Natural language region descriptions:

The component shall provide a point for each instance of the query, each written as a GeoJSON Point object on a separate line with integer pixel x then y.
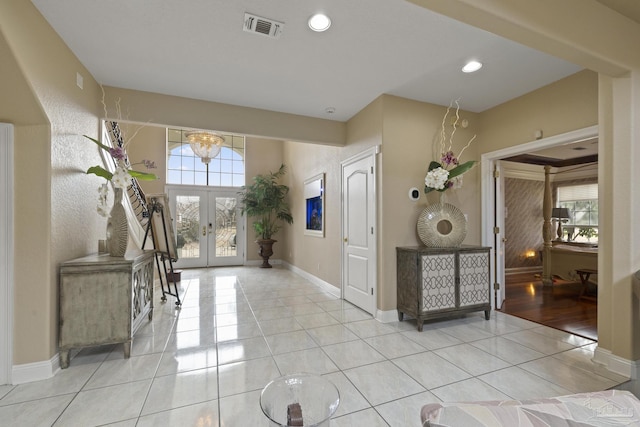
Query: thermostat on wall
{"type": "Point", "coordinates": [414, 194]}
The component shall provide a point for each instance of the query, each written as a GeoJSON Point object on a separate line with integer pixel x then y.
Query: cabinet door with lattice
{"type": "Point", "coordinates": [474, 278]}
{"type": "Point", "coordinates": [438, 281]}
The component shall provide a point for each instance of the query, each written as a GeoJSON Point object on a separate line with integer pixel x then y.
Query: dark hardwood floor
{"type": "Point", "coordinates": [558, 307]}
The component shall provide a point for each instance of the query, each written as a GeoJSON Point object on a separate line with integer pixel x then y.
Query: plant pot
{"type": "Point", "coordinates": [266, 250]}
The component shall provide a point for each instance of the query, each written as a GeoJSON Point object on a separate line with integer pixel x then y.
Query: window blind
{"type": "Point", "coordinates": [578, 192]}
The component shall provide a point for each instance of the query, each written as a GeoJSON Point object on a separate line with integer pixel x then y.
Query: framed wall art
{"type": "Point", "coordinates": [314, 205]}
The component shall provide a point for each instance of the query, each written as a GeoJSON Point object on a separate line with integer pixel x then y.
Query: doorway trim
{"type": "Point", "coordinates": [6, 252]}
{"type": "Point", "coordinates": [488, 195]}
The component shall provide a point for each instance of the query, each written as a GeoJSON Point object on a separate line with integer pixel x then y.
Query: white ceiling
{"type": "Point", "coordinates": [198, 49]}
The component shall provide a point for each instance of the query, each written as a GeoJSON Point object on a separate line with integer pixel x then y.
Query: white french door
{"type": "Point", "coordinates": [500, 237]}
{"type": "Point", "coordinates": [206, 226]}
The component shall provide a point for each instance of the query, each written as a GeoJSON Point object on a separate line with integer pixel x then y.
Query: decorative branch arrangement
{"type": "Point", "coordinates": [448, 172]}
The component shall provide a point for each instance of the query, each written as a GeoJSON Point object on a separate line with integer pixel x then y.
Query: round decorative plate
{"type": "Point", "coordinates": [442, 225]}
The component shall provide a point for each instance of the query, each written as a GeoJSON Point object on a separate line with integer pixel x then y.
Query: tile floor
{"type": "Point", "coordinates": [239, 328]}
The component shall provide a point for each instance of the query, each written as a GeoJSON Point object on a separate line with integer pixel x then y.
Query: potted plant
{"type": "Point", "coordinates": [266, 200]}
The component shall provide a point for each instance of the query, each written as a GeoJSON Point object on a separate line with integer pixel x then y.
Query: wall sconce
{"type": "Point", "coordinates": [562, 215]}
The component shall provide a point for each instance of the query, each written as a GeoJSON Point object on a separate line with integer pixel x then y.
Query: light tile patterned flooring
{"type": "Point", "coordinates": [239, 328]}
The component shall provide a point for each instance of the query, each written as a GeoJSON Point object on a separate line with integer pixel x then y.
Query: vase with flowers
{"type": "Point", "coordinates": [117, 225]}
{"type": "Point", "coordinates": [443, 224]}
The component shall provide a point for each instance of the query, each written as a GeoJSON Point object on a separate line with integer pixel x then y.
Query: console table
{"type": "Point", "coordinates": [103, 300]}
{"type": "Point", "coordinates": [439, 282]}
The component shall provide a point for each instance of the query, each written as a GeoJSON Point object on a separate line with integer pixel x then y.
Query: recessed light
{"type": "Point", "coordinates": [319, 22]}
{"type": "Point", "coordinates": [471, 67]}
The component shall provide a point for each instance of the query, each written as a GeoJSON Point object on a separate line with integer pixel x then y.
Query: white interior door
{"type": "Point", "coordinates": [499, 236]}
{"type": "Point", "coordinates": [226, 237]}
{"type": "Point", "coordinates": [6, 252]}
{"type": "Point", "coordinates": [206, 227]}
{"type": "Point", "coordinates": [359, 221]}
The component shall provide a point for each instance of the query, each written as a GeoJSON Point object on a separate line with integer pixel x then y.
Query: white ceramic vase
{"type": "Point", "coordinates": [117, 227]}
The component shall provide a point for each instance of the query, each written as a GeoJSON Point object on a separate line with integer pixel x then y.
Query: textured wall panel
{"type": "Point", "coordinates": [523, 224]}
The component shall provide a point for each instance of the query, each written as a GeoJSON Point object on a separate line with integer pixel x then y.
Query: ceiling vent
{"type": "Point", "coordinates": [263, 26]}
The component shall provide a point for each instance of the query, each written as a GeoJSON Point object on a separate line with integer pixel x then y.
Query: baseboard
{"type": "Point", "coordinates": [387, 316]}
{"type": "Point", "coordinates": [36, 371]}
{"type": "Point", "coordinates": [257, 263]}
{"type": "Point", "coordinates": [326, 286]}
{"type": "Point", "coordinates": [617, 364]}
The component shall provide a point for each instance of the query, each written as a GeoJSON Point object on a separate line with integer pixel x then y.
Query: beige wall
{"type": "Point", "coordinates": [605, 42]}
{"type": "Point", "coordinates": [153, 108]}
{"type": "Point", "coordinates": [50, 182]}
{"type": "Point", "coordinates": [145, 142]}
{"type": "Point", "coordinates": [410, 132]}
{"type": "Point", "coordinates": [319, 256]}
{"type": "Point", "coordinates": [263, 156]}
{"type": "Point", "coordinates": [568, 104]}
{"type": "Point", "coordinates": [55, 217]}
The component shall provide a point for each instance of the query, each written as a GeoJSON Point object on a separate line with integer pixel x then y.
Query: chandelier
{"type": "Point", "coordinates": [205, 145]}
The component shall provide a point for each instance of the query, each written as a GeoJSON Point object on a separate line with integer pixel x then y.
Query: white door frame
{"type": "Point", "coordinates": [370, 152]}
{"type": "Point", "coordinates": [488, 195]}
{"type": "Point", "coordinates": [6, 252]}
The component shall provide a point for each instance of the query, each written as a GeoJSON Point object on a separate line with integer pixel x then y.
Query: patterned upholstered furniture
{"type": "Point", "coordinates": [602, 408]}
{"type": "Point", "coordinates": [440, 282]}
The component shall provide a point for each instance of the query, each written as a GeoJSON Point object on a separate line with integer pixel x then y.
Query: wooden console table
{"type": "Point", "coordinates": [440, 282]}
{"type": "Point", "coordinates": [103, 300]}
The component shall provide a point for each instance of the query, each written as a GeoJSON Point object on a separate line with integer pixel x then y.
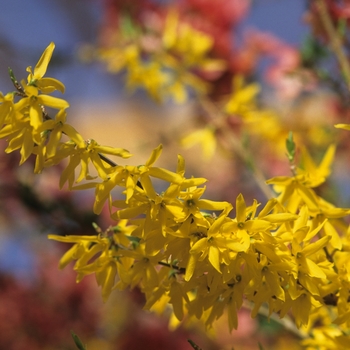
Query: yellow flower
{"type": "Point", "coordinates": [242, 101]}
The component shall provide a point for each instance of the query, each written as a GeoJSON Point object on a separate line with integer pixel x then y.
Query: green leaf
{"type": "Point", "coordinates": [194, 345]}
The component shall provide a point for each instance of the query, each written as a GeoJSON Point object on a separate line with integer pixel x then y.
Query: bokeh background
{"type": "Point", "coordinates": [39, 304]}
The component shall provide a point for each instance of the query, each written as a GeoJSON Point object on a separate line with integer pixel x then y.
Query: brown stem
{"type": "Point", "coordinates": [218, 121]}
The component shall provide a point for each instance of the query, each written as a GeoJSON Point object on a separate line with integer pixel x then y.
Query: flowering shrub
{"type": "Point", "coordinates": [198, 256]}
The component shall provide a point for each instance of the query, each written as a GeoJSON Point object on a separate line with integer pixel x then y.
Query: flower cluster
{"type": "Point", "coordinates": [200, 256]}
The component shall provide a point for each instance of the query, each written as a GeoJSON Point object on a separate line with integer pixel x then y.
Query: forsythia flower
{"type": "Point", "coordinates": [180, 248]}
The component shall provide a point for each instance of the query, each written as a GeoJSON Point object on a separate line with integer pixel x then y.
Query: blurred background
{"type": "Point", "coordinates": [261, 41]}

### WORK INSTRUCTIONS
Give an exact copy of the data, and omit any pictures it holds.

### WRITTEN ANSWER
The component shall provide a point for each instance of the query, each written as a GeoJSON Point object on a separate line with integer pixel x then y.
Query: thermostat on wall
{"type": "Point", "coordinates": [414, 194]}
The component shall provide a point for each instance of the query, each written as a GeoJSON Point object on a separate line with integer pixel x then y.
Query: cabinet door with lattice
{"type": "Point", "coordinates": [474, 278]}
{"type": "Point", "coordinates": [438, 281]}
The component shall provide a point for each instance of the query, each written as a GeoJSON Point object on a separate line with integer pixel x then y.
Query: dark hardwood floor
{"type": "Point", "coordinates": [558, 307]}
The component shall provide a point for each instance of the query, each written as a GeoJSON Point object on a separate line with integer pixel x then y.
Query: plant pot
{"type": "Point", "coordinates": [266, 250]}
The component shall provide a point for each instance of the query, each written as a GeoJSON Point object on a separate line with integer pixel x then y.
Query: window blind
{"type": "Point", "coordinates": [578, 192]}
The component shall provide a point for each instance of the query, each written as a GeoJSON Point object on a separate line with integer pixel x then y.
Query: framed wall art
{"type": "Point", "coordinates": [314, 205]}
The component shall provide a point for each instance of the query, each written as a GeoJSON Point object on a separate line with integer pixel x then y.
Query: doorway trim
{"type": "Point", "coordinates": [6, 252]}
{"type": "Point", "coordinates": [488, 195]}
The component shall provide a point for each instance of the query, each written as a GeoJSON Point object on a separate line with integer pixel x then y.
Query: white ceiling
{"type": "Point", "coordinates": [198, 49]}
The component shall provide a point for each instance of the query, each written as a GeoJSON Point object on a separate line with integer pixel x then y.
Query: white french door
{"type": "Point", "coordinates": [500, 237]}
{"type": "Point", "coordinates": [206, 226]}
The component shall provide a point for each instance of the query, each written as a GeoJSON Point object on a separate line with integer pixel x then y.
Query: decorative branch arrangement
{"type": "Point", "coordinates": [448, 172]}
The component shall provide a point for each instance of the query, each written as a GeoJSON Point object on a separate line with integer pixel x then y.
Query: round decorative plate
{"type": "Point", "coordinates": [442, 225]}
The component shall provide a point for each instance of the query, each written as a GeoJSON Point object on a separate line with integer pixel x then y.
Query: tile floor
{"type": "Point", "coordinates": [239, 328]}
The component shall provide a point for each instance of the query, each written as a GeoJSON Point object on a separate line with integer pixel x then y.
Query: potted plant
{"type": "Point", "coordinates": [266, 200]}
The component shall provide a point for each instance of the query, each written as a GeoJSON Point object on a separate line with integer pixel x then y.
Query: wall sconce
{"type": "Point", "coordinates": [562, 215]}
The component shall provide a point for each instance of the query, each written as a GeoJSON Point object on a separate line with integer pixel x then y.
Query: light tile patterned flooring
{"type": "Point", "coordinates": [239, 328]}
The component shall provide a point for each instance of the query, each written as a GeoJSON Point object on a separate line with integer pixel x then y.
Query: vase with flowers
{"type": "Point", "coordinates": [117, 225]}
{"type": "Point", "coordinates": [443, 224]}
The component shall provide a point for each instance of the query, each written as a GeoJSON Point object on a separate line with integer pixel x then y.
Query: console table
{"type": "Point", "coordinates": [103, 300]}
{"type": "Point", "coordinates": [439, 282]}
The component shall provide a point for each instance of the query, each written as a GeoJSON Point object on a separate line with integer pixel x then y.
Query: recessed light
{"type": "Point", "coordinates": [319, 22]}
{"type": "Point", "coordinates": [471, 67]}
The component shall provide a point for each instance of the query, each written as a GeoJSON Point object on a separate line with integer pixel x then y.
Query: white interior door
{"type": "Point", "coordinates": [499, 236]}
{"type": "Point", "coordinates": [226, 237]}
{"type": "Point", "coordinates": [6, 252]}
{"type": "Point", "coordinates": [206, 227]}
{"type": "Point", "coordinates": [359, 221]}
The component shall provide a point for each instance of the query, each written as a GeoJSON Point object on a separate line with integer pixel x then y.
Query: white ceramic vase
{"type": "Point", "coordinates": [117, 227]}
The component shall provide a point for each instance of the query, each written as a GeoJSON Point object on a separate line with integer pixel x then y.
Query: textured wall panel
{"type": "Point", "coordinates": [523, 224]}
The component shall provide a point for each instance of the query, each written as a GeoJSON Point object on a separate line with integer pixel x then y.
Query: ceiling vent
{"type": "Point", "coordinates": [263, 26]}
The component shall provide a point for each instance of the query, each written as a GeoJSON Point object on a separate line with integer pixel x then y.
Query: baseboard
{"type": "Point", "coordinates": [387, 316]}
{"type": "Point", "coordinates": [36, 371]}
{"type": "Point", "coordinates": [257, 263]}
{"type": "Point", "coordinates": [326, 286]}
{"type": "Point", "coordinates": [617, 364]}
The component shall provide a point for each instance of the query, each written as a GeoJSON Point object on a separate line with integer pixel x then y.
Query: beige wall
{"type": "Point", "coordinates": [605, 42]}
{"type": "Point", "coordinates": [153, 108]}
{"type": "Point", "coordinates": [50, 182]}
{"type": "Point", "coordinates": [145, 142]}
{"type": "Point", "coordinates": [410, 132]}
{"type": "Point", "coordinates": [319, 256]}
{"type": "Point", "coordinates": [263, 156]}
{"type": "Point", "coordinates": [568, 104]}
{"type": "Point", "coordinates": [55, 217]}
The component shall provide a point for each instance of the query, each written as a GeoJSON Point object on a separate line with integer pixel x then y.
Query: chandelier
{"type": "Point", "coordinates": [205, 145]}
The component shall provide a point for each instance of the query, each written as a GeoJSON Point object on a separate line with integer pixel x then y.
Query: white door frame
{"type": "Point", "coordinates": [370, 152]}
{"type": "Point", "coordinates": [488, 195]}
{"type": "Point", "coordinates": [6, 252]}
The component shall provide a point for each instance of the query, each written as a GeoJSON Point object on a separate line with integer pixel x then y.
Query: patterned upholstered furniture
{"type": "Point", "coordinates": [602, 408]}
{"type": "Point", "coordinates": [440, 282]}
The component shall provide a point for each instance of the query, each written as a GeoJSON Point object on a separate line with integer pixel x then y.
Query: wooden console table
{"type": "Point", "coordinates": [440, 282]}
{"type": "Point", "coordinates": [103, 300]}
The component shall provide a point for each instance of the query, each written as a GeoJSON Point object on a separate line with integer pixel x then y.
Query: yellow flower
{"type": "Point", "coordinates": [242, 101]}
The component shall provide a point for each instance of the query, each written as a GeoJSON Point object on a separate line with integer pixel x then y.
Query: green leaf
{"type": "Point", "coordinates": [194, 345]}
The component shall provide a point for each instance of the query, each written as a GeoJSON Point object on a separate line with integer pixel x then y.
Query: bokeh background
{"type": "Point", "coordinates": [39, 304]}
The component shall provide a point for each instance of the query, each written as a GeoJSON Point object on a separate line with integer pixel x then y.
Query: brown stem
{"type": "Point", "coordinates": [218, 121]}
The component shall provide a point for each instance of the query, each written as a GeoJSON Point object on a separate line with integer pixel x then y.
Query: flowering shrub
{"type": "Point", "coordinates": [198, 256]}
The component shall provide a point for each instance of the query, each written as a GeoJSON Point object on a separate line with integer pixel x then y.
Query: flower cluster
{"type": "Point", "coordinates": [200, 256]}
The component shall provide a point for each instance of the query, each written as a GeoJSON Point object on a separate line with integer pixel x then y.
Query: forsythia flower
{"type": "Point", "coordinates": [180, 248]}
The component shall provide a point for each instance of the query, each written as a GeoJSON Point object on a separate line with integer pixel x then y.
Query: blurred background
{"type": "Point", "coordinates": [261, 41]}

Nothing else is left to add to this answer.